TO DO: Rewrite the rows below as a numbered list, one line per number, and leave out the blank lines.

DATA IN THIS EXERCISE:

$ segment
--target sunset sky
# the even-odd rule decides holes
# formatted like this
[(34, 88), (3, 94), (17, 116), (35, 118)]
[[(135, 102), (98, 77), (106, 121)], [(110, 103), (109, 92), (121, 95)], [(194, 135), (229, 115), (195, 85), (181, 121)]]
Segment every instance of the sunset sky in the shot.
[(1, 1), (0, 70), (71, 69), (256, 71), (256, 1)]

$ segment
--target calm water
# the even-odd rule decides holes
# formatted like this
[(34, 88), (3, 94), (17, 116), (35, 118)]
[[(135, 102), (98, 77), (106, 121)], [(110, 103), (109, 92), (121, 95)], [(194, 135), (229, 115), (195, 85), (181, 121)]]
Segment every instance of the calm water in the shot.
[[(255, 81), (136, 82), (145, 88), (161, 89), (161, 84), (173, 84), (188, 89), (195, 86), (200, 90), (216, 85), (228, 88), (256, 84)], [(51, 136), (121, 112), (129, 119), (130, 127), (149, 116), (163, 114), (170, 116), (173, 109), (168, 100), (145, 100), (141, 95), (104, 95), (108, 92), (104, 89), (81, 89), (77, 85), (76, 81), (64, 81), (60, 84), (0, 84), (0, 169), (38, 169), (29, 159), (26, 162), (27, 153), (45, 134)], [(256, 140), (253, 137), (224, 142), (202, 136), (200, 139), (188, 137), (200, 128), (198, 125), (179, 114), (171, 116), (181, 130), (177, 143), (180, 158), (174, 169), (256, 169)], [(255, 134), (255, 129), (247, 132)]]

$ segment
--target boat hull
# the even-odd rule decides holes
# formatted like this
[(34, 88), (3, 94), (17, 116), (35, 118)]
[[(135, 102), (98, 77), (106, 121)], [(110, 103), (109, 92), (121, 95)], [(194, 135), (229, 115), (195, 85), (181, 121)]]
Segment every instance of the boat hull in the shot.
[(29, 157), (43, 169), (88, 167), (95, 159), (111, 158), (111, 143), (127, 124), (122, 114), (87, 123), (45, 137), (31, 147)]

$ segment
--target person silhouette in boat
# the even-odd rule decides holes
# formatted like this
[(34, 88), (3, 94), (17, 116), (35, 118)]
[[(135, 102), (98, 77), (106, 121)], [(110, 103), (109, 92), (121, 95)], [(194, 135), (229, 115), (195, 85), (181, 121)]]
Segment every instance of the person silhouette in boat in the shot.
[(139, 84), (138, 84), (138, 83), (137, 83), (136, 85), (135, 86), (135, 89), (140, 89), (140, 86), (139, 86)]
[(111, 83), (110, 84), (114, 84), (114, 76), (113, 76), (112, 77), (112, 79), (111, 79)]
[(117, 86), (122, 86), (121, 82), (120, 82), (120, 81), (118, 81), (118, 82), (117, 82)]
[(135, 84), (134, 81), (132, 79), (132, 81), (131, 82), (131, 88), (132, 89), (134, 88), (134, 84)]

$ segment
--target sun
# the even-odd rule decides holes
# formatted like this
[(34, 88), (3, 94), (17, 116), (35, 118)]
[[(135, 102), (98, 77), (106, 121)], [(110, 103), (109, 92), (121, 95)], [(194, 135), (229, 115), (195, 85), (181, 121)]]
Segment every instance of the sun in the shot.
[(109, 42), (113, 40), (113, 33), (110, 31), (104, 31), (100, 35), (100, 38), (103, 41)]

EXERCISE RESULT:
1. $ segment
2. --target sunset sky
3. # the even-odd rule decides holes
4. # formatted like this
5. [(34, 88), (3, 94), (17, 116), (35, 118)]
6. [[(135, 102), (98, 77), (106, 121)], [(110, 103), (109, 92), (121, 95)], [(194, 135), (229, 115), (195, 85), (181, 121)]]
7. Segment every instance of the sunset sky in the shot.
8. [(1, 1), (0, 70), (71, 69), (256, 71), (256, 1)]
9. $ segment
10. --target calm water
11. # the even-odd rule decides holes
12. # formatted like this
13. [(34, 88), (3, 94), (17, 116), (35, 118)]
14. [[(135, 102), (98, 77), (106, 121)], [(110, 103), (109, 92), (121, 95)], [(194, 135), (229, 115), (195, 85), (181, 121)]]
15. Segment every instance of the calm water in the shot.
16. [[(255, 81), (136, 82), (145, 88), (161, 89), (161, 84), (173, 84), (188, 89), (195, 86), (200, 90), (216, 85), (228, 88), (256, 84)], [(51, 136), (121, 112), (129, 119), (130, 127), (149, 116), (163, 114), (170, 116), (173, 109), (168, 100), (145, 100), (141, 95), (104, 95), (108, 92), (104, 89), (81, 89), (77, 85), (76, 81), (64, 81), (60, 84), (0, 84), (0, 169), (38, 169), (29, 159), (26, 162), (27, 153), (45, 134)], [(256, 140), (253, 137), (224, 142), (202, 136), (200, 139), (188, 137), (200, 128), (198, 125), (179, 114), (171, 116), (181, 130), (177, 143), (180, 158), (174, 169), (256, 169)], [(255, 134), (255, 129), (247, 132)]]
17. $ segment
18. --target boat hull
19. # the even-odd rule decides holes
20. # formatted like this
21. [(34, 88), (3, 94), (17, 116), (35, 118)]
22. [[(135, 102), (98, 77), (106, 121)], [(110, 103), (109, 92), (121, 95)], [(194, 135), (229, 115), (195, 85), (181, 121)]]
23. Segment every instance of the boat hull in the shot.
24. [(29, 157), (43, 169), (88, 167), (95, 159), (111, 158), (111, 143), (127, 124), (122, 114), (87, 123), (45, 137), (31, 147)]
25. $ segment
26. --target person silhouette in boat
27. # the even-odd rule decides holes
28. # formatted like this
29. [(34, 88), (3, 94), (17, 116), (35, 118)]
30. [[(135, 102), (98, 77), (106, 121)], [(110, 103), (109, 92), (121, 95)], [(194, 135), (229, 115), (195, 85), (181, 121)]]
31. Segment every instance of the person silhouette in boat in the shot.
32. [(139, 84), (138, 84), (138, 83), (137, 83), (136, 85), (135, 86), (135, 89), (140, 89), (140, 86), (139, 86)]
33. [(111, 83), (110, 84), (114, 84), (114, 76), (113, 76), (112, 77), (112, 79), (111, 79)]
34. [(117, 86), (122, 86), (121, 82), (120, 82), (120, 81), (118, 81), (118, 82), (117, 82)]
35. [(135, 84), (134, 81), (132, 79), (132, 81), (131, 82), (131, 88), (132, 89), (134, 88), (134, 84)]
36. $ segment
37. --target sun
38. # the even-odd rule decides holes
39. # formatted like this
40. [(34, 88), (3, 94), (17, 116), (35, 118)]
41. [[(135, 102), (98, 77), (106, 121)], [(110, 103), (109, 92), (121, 95)], [(194, 135), (229, 115), (195, 85), (181, 121)]]
42. Segment every instance of the sun in the shot.
43. [(109, 42), (113, 40), (113, 33), (110, 31), (104, 31), (100, 35), (100, 38), (103, 41)]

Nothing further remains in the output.